# Problem
Among the entries below, find how many lines carry the word "leaf" and state only that figure.

--- Data to use Enclosed Below ---

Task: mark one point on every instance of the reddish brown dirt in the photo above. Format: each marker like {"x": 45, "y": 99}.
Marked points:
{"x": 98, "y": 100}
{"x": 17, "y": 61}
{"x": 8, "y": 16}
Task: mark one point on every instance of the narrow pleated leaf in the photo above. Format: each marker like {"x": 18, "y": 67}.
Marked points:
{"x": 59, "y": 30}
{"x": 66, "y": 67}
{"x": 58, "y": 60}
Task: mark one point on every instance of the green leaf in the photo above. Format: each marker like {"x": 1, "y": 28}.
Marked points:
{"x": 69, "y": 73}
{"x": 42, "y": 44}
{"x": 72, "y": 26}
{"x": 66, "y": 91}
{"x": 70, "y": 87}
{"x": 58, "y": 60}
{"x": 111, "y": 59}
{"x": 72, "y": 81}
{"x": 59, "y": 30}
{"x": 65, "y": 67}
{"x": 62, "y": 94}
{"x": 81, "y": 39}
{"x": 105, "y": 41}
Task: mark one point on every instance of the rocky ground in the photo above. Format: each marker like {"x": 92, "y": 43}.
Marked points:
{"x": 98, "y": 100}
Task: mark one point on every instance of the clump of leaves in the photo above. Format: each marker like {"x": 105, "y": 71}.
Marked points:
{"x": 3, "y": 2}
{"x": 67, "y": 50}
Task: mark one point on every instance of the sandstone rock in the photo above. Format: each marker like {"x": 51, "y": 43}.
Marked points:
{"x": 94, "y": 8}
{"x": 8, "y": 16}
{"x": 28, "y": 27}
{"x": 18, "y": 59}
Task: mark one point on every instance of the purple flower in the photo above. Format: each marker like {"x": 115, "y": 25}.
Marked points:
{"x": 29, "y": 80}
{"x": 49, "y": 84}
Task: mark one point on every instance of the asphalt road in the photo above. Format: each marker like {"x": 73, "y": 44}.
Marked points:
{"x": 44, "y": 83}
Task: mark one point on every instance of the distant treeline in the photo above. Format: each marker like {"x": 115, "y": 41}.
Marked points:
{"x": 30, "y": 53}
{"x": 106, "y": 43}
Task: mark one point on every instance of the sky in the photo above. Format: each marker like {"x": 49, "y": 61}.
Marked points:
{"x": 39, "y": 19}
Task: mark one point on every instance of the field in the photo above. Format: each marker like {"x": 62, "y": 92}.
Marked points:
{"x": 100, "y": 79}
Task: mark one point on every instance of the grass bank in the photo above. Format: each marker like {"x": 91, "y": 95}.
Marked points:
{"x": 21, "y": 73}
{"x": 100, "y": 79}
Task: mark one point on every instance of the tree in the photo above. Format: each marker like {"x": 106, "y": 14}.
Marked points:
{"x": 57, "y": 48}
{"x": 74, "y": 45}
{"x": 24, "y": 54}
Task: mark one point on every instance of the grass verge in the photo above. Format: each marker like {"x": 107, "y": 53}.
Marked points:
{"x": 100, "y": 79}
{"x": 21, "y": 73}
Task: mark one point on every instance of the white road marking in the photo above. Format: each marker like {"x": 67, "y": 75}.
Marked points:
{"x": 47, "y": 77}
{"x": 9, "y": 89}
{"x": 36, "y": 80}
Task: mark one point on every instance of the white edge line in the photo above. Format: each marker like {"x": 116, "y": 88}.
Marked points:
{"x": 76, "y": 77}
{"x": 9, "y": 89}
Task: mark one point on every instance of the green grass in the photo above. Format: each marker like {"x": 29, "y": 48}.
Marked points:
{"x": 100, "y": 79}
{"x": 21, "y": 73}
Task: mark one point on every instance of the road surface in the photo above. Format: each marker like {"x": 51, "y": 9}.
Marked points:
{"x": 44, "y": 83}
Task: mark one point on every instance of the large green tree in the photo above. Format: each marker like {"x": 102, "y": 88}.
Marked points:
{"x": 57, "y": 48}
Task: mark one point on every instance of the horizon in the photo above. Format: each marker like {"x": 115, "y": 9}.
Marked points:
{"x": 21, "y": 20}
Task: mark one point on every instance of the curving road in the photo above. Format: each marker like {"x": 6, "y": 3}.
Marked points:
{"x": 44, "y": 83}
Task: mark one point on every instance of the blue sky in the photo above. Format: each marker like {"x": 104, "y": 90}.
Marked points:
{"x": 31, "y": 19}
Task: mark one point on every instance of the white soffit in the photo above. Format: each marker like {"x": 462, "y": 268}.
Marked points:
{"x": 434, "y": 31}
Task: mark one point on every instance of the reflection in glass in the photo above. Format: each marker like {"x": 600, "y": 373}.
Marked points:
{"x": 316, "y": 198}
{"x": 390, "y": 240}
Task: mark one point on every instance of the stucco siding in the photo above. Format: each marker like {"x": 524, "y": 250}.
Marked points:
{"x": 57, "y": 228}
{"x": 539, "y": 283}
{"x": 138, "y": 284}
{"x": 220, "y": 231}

--- End of Enclosed Data to use ---

# Task output
2